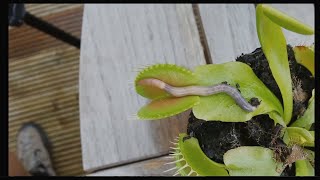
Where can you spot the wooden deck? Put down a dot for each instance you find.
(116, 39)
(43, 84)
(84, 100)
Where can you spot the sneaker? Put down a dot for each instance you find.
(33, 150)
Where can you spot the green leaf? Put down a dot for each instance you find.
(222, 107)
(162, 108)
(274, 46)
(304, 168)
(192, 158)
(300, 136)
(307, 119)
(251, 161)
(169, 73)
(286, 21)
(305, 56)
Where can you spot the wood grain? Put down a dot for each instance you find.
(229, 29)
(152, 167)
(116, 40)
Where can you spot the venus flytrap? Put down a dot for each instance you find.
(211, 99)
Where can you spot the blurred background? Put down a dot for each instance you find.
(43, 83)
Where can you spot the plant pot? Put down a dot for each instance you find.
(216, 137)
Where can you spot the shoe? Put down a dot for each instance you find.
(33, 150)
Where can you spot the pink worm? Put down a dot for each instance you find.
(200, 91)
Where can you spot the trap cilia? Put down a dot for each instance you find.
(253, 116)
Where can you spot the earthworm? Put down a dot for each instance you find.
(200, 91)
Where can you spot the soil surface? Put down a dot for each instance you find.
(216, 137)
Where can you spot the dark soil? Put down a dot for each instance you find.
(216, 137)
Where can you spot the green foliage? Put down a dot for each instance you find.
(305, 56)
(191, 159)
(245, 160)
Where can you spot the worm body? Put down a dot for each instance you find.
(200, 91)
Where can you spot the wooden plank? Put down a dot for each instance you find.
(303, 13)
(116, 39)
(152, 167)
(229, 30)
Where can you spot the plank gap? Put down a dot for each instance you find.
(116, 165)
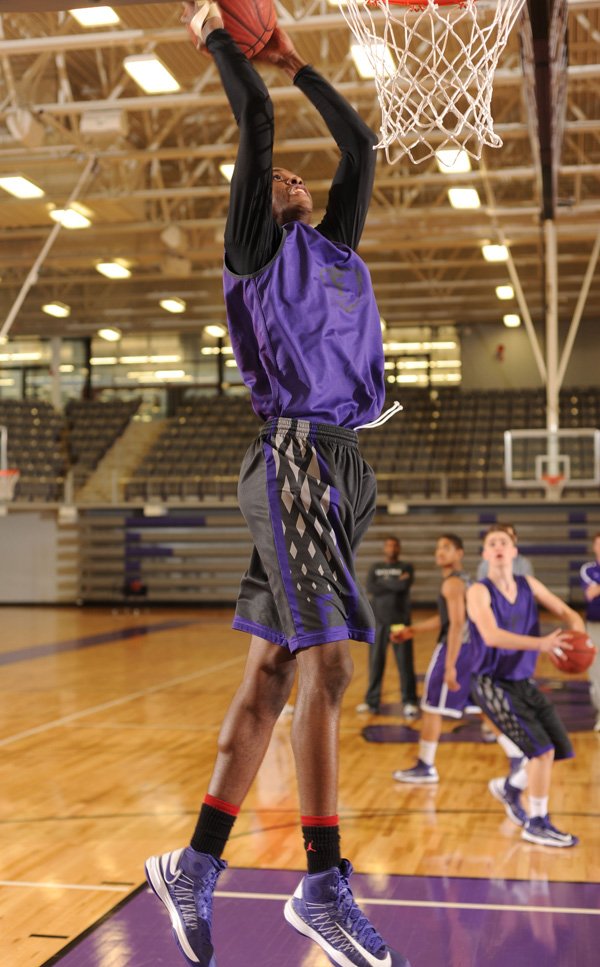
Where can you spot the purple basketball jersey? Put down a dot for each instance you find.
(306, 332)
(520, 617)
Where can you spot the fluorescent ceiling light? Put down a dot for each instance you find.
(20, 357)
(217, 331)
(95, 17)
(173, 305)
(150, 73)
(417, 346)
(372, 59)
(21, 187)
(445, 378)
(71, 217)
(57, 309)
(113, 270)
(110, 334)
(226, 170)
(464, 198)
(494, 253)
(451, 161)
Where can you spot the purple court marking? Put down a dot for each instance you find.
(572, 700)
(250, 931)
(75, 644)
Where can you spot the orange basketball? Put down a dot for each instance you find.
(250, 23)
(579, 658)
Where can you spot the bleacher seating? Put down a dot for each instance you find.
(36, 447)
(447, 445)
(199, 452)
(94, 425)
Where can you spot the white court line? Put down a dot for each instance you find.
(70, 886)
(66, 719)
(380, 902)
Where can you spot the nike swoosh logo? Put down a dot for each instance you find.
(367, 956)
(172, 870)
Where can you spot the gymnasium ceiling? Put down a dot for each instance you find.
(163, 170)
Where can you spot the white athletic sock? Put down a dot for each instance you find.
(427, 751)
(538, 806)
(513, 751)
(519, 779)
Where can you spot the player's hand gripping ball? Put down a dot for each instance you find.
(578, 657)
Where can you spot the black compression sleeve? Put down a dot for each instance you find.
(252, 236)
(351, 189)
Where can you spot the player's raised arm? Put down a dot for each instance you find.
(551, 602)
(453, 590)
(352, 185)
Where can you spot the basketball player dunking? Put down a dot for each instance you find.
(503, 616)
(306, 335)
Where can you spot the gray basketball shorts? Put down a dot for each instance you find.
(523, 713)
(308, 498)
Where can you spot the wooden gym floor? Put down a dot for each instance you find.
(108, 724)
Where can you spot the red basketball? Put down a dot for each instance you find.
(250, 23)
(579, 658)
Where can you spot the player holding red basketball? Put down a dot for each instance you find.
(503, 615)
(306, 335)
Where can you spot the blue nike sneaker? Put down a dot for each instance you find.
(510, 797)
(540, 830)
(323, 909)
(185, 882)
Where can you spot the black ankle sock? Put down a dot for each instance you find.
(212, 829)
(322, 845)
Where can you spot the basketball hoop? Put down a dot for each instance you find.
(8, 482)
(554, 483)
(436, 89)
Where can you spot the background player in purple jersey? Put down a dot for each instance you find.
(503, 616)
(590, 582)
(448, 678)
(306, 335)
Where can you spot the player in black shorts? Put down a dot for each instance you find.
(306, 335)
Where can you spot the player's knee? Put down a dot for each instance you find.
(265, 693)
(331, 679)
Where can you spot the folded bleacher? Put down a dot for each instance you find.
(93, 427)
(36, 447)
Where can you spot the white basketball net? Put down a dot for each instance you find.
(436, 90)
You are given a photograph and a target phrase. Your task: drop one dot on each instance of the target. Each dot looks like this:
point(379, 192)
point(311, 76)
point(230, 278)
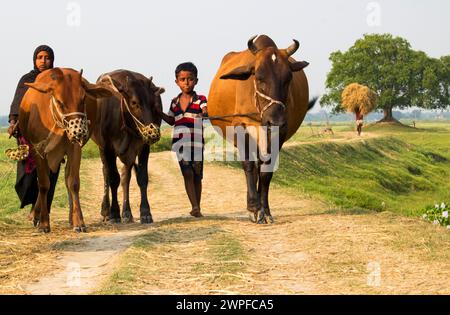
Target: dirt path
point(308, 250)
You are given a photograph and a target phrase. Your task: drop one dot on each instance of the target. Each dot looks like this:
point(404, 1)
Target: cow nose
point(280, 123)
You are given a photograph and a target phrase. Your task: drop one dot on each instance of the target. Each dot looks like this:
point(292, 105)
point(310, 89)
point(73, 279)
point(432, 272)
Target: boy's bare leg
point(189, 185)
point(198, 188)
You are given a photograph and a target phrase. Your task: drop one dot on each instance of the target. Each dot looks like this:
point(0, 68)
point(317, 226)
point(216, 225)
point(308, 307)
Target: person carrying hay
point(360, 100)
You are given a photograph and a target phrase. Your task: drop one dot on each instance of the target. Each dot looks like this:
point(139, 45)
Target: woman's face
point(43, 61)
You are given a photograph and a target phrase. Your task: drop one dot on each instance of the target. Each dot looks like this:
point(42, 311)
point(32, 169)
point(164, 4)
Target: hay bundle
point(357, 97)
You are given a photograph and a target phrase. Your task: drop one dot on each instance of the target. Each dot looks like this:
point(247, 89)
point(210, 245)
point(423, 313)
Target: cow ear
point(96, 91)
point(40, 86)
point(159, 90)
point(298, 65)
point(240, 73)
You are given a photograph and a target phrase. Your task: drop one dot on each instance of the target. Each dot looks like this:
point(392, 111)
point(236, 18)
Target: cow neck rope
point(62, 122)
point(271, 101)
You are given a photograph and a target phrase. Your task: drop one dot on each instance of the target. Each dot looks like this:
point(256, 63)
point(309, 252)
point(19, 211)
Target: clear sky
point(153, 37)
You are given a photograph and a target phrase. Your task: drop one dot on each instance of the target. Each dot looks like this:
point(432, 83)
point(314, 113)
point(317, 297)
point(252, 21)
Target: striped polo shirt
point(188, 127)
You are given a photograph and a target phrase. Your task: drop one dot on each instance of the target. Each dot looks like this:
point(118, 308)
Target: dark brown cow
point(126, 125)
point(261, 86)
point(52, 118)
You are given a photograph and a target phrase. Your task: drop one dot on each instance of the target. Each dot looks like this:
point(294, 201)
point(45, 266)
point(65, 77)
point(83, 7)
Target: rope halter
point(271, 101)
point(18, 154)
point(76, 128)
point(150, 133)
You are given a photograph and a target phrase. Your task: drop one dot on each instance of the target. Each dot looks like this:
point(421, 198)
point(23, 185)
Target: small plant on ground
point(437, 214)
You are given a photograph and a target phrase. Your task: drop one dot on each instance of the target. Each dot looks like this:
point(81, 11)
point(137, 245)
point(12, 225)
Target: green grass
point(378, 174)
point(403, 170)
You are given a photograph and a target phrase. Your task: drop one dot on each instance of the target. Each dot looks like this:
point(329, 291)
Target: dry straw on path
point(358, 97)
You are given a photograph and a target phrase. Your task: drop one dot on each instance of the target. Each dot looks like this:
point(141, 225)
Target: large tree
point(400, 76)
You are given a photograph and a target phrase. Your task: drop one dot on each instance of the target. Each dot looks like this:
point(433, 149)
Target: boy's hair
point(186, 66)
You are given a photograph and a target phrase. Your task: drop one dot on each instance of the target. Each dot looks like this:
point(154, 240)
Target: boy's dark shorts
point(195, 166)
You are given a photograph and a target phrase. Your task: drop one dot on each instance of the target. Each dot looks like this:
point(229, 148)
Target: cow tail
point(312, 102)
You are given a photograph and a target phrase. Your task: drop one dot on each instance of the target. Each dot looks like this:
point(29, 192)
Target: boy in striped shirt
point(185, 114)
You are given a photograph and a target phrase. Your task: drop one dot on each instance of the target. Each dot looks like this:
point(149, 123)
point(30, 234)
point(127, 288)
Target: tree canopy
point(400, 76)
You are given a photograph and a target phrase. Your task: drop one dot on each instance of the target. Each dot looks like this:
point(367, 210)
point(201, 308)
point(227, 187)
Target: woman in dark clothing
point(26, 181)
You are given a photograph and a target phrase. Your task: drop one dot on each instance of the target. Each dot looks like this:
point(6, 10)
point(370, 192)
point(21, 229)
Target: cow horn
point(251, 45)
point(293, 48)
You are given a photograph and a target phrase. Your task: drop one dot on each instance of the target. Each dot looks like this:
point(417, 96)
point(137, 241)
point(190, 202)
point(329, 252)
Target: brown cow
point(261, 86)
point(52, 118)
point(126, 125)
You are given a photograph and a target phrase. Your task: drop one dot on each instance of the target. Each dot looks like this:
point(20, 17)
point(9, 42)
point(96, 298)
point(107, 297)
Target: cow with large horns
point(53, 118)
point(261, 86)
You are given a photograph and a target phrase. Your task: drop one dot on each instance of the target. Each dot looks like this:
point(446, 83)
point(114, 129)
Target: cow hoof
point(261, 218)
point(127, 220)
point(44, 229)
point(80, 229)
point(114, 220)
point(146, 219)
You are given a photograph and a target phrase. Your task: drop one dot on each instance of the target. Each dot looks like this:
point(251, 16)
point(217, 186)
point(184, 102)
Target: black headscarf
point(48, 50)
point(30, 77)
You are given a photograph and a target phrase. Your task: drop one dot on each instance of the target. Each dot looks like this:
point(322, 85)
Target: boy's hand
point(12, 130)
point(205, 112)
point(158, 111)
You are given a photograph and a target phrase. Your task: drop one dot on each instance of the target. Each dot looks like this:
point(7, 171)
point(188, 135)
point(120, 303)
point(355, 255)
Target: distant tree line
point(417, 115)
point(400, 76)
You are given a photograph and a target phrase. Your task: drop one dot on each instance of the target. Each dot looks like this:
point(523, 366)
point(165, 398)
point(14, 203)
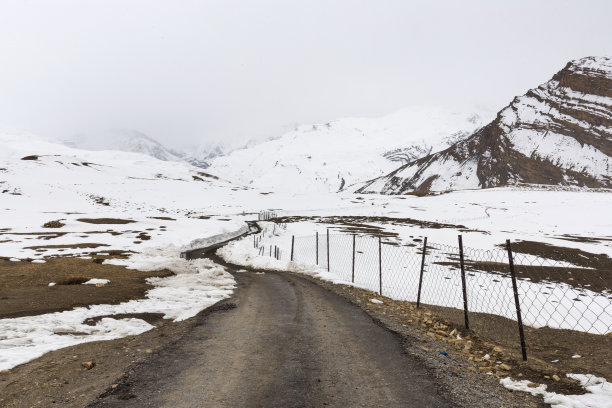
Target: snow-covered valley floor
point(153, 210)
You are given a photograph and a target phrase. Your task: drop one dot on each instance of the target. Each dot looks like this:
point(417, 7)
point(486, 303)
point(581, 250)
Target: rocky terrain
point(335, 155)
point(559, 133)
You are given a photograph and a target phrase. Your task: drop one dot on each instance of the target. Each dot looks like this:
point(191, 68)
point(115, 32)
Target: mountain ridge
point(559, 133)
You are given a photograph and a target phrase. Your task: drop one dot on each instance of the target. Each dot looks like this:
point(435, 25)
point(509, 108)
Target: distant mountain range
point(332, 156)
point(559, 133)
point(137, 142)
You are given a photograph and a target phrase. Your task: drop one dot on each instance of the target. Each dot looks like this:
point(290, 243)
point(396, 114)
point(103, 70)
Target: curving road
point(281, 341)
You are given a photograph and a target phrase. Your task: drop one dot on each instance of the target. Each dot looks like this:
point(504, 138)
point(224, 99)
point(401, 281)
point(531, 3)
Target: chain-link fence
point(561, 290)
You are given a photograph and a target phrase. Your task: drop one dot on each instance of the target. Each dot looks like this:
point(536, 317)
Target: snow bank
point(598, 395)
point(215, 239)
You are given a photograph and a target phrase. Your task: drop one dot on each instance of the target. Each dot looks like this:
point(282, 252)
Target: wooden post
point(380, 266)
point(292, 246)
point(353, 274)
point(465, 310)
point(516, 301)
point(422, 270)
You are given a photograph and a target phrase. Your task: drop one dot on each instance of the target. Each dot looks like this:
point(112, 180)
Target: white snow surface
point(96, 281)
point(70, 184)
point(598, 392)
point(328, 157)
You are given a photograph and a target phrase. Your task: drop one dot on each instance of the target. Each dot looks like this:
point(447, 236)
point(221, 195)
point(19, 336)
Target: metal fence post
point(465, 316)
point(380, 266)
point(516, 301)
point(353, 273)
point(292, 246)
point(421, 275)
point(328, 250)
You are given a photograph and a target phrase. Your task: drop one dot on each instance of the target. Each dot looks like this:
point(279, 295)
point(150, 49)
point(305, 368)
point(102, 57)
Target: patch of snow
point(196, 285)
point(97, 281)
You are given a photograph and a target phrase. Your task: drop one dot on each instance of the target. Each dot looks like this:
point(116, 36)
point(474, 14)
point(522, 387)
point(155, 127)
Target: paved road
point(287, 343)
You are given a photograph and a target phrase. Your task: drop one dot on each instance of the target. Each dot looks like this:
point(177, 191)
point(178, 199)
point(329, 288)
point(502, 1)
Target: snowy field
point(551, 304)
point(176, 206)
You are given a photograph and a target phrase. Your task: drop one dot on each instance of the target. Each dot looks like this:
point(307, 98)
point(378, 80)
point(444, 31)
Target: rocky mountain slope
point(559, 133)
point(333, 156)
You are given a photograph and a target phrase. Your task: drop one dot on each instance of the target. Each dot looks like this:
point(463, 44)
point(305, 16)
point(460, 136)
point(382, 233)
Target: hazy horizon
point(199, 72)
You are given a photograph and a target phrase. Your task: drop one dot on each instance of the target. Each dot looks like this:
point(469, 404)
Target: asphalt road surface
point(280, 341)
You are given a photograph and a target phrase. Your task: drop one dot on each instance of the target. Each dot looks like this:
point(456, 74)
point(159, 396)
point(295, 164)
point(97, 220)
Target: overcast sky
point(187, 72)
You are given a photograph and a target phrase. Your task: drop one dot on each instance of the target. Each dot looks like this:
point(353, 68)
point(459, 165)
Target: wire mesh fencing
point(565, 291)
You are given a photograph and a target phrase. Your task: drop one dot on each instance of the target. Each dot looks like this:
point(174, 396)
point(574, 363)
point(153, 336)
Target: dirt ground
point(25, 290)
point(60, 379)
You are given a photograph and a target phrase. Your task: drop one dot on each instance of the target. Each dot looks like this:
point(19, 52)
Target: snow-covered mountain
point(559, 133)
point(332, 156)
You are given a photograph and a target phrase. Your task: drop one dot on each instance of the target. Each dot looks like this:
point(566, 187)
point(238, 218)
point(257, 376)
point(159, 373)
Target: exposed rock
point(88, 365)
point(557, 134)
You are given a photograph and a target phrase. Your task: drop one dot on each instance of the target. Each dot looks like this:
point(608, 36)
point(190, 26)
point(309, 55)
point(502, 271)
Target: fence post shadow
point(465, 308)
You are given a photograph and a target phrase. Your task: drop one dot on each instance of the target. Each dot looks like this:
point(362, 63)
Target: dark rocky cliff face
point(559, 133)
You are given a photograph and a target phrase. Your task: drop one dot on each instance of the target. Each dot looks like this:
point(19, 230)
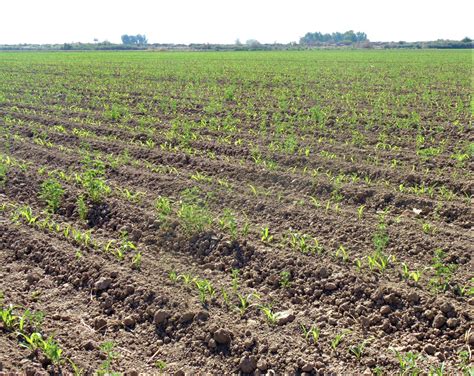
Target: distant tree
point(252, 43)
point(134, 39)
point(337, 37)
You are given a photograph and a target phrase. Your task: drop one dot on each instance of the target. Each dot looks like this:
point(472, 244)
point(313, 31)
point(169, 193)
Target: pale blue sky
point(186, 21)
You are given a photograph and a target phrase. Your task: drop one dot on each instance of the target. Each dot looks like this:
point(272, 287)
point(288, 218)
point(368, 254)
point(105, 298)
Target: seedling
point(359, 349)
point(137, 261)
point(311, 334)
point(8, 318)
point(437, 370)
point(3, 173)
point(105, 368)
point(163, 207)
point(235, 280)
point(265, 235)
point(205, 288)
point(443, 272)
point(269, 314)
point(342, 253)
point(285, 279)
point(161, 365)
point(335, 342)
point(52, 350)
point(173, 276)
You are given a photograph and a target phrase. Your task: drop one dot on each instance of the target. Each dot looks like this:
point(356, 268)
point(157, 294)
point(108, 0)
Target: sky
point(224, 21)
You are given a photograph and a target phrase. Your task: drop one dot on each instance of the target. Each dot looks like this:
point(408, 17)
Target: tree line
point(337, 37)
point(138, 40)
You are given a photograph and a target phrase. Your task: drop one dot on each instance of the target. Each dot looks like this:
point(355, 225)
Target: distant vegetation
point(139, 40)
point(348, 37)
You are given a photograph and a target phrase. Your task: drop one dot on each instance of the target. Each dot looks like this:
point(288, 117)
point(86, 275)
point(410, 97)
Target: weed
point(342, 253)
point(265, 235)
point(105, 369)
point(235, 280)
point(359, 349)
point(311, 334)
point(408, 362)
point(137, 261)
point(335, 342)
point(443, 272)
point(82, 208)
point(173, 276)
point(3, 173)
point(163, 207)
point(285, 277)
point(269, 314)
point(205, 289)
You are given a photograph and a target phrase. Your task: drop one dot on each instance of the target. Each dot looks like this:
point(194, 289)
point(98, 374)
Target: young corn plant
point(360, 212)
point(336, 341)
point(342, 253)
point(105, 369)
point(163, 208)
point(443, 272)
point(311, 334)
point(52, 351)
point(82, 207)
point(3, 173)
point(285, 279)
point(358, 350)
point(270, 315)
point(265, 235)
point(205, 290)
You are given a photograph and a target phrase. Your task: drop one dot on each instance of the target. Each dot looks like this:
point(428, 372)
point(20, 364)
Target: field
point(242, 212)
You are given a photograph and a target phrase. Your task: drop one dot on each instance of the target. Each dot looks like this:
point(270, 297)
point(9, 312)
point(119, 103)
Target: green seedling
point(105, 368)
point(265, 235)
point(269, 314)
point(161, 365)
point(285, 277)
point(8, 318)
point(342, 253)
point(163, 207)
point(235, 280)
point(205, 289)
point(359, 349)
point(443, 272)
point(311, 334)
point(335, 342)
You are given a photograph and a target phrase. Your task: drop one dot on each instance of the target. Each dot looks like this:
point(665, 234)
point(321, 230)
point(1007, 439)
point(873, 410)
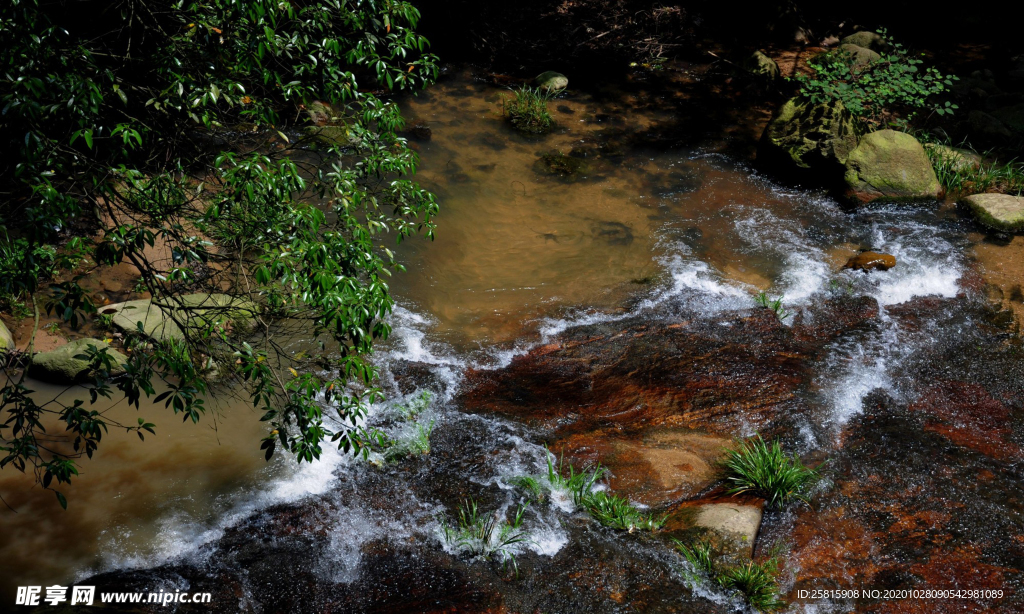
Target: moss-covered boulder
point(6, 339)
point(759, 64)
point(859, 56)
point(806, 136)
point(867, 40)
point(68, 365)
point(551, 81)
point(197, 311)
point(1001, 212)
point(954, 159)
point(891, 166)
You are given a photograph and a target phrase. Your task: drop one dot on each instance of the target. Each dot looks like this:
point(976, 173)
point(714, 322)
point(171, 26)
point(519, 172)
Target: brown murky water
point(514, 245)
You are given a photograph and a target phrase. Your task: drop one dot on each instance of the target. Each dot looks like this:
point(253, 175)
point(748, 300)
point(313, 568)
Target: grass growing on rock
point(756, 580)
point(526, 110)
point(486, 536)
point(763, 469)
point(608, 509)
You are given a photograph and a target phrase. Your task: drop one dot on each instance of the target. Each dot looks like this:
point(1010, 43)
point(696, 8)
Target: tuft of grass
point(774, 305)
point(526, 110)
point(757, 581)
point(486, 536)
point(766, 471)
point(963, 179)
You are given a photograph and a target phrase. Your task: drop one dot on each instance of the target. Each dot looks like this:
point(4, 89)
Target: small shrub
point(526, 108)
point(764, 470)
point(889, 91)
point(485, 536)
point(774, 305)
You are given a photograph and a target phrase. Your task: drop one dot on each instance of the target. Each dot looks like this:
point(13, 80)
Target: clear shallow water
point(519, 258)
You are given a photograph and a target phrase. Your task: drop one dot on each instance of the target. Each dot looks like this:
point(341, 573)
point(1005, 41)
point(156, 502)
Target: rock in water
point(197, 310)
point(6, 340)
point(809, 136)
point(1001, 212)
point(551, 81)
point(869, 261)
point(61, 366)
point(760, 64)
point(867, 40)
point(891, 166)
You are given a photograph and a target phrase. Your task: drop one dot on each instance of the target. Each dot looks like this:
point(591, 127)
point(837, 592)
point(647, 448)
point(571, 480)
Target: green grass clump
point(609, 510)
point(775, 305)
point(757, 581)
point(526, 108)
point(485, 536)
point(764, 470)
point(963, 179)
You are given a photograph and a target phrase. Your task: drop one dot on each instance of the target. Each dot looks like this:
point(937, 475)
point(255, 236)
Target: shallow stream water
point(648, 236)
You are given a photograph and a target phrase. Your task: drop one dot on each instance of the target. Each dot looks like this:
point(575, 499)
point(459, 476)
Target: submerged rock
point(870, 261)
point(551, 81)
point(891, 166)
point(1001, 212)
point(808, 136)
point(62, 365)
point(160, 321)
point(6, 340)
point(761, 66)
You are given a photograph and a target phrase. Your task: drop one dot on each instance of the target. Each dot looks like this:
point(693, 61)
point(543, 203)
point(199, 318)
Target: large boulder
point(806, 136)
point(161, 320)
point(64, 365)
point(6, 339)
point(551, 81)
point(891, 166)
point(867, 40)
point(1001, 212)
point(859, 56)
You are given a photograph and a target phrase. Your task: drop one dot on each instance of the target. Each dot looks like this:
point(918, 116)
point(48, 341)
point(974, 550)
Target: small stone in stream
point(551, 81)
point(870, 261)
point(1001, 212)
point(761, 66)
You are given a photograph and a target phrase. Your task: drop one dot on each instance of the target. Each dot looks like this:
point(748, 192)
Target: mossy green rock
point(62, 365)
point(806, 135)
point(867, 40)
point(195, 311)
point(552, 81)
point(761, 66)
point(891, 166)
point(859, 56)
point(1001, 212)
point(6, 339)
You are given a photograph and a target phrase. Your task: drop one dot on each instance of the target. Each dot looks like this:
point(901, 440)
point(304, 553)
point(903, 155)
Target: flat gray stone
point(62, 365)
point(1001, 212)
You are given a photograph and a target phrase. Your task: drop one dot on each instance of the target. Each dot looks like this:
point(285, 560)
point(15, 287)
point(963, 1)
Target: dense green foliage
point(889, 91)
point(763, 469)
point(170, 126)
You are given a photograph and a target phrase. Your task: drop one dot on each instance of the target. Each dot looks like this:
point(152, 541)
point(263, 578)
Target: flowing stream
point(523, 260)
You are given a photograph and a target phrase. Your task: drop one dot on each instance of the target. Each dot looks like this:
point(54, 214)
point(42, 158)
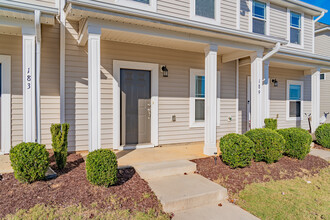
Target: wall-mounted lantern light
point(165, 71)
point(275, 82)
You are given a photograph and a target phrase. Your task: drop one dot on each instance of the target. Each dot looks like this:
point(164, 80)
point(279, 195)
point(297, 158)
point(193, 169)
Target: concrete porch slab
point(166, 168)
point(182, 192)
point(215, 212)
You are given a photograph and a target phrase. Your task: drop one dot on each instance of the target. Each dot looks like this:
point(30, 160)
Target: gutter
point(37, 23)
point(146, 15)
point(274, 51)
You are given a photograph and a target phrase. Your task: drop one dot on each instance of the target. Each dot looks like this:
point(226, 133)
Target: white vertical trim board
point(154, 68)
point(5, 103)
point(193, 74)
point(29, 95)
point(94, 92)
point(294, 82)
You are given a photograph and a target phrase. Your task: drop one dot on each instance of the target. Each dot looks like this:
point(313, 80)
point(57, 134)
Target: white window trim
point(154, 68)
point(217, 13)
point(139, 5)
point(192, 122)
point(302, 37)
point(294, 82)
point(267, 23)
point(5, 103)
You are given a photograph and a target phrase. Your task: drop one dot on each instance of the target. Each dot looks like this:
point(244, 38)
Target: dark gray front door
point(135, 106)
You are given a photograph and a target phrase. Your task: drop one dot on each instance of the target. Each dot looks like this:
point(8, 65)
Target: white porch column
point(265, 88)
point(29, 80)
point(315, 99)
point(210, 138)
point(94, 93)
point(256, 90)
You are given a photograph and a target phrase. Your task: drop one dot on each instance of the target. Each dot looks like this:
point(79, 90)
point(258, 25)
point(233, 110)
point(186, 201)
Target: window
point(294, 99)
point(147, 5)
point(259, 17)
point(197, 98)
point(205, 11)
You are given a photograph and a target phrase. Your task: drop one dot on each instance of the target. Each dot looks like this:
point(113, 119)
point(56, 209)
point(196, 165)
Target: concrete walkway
+++
Try it >>
Set down precisely the lines above between the line holding "point(423, 313)" and the line holding "point(309, 252)", inclusive, and nothing beyond them.

Written reply >>
point(423, 313)
Target: cow ear
point(96, 91)
point(40, 86)
point(159, 90)
point(298, 65)
point(240, 73)
You are given a photograph and a target phrase. Your task: drop one dot on each instance of the target. Each dot looks like this:
point(392, 111)
point(236, 18)
Target: cow neck rope
point(62, 122)
point(271, 101)
You are given a photograph and a target phrase. Your task: drop one dot on each instance of the target. Each dot looks like this:
point(256, 63)
point(309, 252)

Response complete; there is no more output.